● **Set problem**: Extend the piece on Lange's run at the state wrestling tournament, starting after its last sentence.

** begin Selection **

Lange showed no ill effects in his first-round bout, picking up a 12-1 major decision over Blackduck/Cass Lake-Bena junior Daven Staples, setting up his second showdown of the season with Cooling.
Like the first meeting, one take down spelled the difference, as Cooling narrowly came out on top again, breaking a 1-1 tie in the third en route to a 3-2 win.
Although a chance at a title was gone, Lange rallied all the way back through the consolation bracket to earn fourth place, his first time placing at state.
By the end of the tournament, Lange had won four of six grueling matches crammed into an intense 36-hour stretch.
“It was tough with all the soreness, especially with a bummed knee,” Lange said. “Although that isn’t something you think about during state, you just have to suck it up and wrestle. It was special to place, being it was the first time I ever have.”

** end Selection **
** begin Extracted entries **

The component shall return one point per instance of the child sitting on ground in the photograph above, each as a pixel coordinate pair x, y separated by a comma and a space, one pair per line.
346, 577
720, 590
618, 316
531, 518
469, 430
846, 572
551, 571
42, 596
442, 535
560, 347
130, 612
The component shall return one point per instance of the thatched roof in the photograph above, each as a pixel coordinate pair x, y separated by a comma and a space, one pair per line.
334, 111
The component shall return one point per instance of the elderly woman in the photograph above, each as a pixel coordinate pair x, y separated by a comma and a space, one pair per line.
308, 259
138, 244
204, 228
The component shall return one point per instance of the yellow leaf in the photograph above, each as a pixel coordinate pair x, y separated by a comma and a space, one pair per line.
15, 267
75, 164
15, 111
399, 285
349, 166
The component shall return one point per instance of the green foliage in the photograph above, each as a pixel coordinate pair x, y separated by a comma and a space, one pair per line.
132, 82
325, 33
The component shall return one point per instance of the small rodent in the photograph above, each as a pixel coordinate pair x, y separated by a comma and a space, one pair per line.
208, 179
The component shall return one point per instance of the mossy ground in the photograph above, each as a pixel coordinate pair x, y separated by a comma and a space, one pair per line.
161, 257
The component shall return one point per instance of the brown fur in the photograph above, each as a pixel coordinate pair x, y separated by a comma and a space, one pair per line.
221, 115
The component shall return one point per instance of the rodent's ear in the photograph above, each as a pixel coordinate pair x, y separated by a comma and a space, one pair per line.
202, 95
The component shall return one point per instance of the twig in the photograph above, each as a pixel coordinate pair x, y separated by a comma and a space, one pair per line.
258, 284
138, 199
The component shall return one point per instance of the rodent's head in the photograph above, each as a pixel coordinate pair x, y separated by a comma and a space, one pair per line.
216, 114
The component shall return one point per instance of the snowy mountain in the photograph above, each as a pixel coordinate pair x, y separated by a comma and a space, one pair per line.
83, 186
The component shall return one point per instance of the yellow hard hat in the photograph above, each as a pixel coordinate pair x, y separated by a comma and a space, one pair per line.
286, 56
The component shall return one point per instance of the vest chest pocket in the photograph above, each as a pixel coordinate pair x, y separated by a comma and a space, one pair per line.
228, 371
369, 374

** end Extracted entries **

● **Exercise answer**:
Lange will get another shot at moving up the medal stand next year.
And with the Royals’ career win record already locked up with 164, Lange will also have a chance to join the elite 200-win club.
“He will rewrite the program’s record books,” Presler said. “He should end with the most take downs, pins and wins in our program’s history.”
“Wrestling is just like any other sport,” Lange said. “If you are wanting to excel, that means extra work and offseason training. There are definitely goals for next year. You always need to have something to work for.”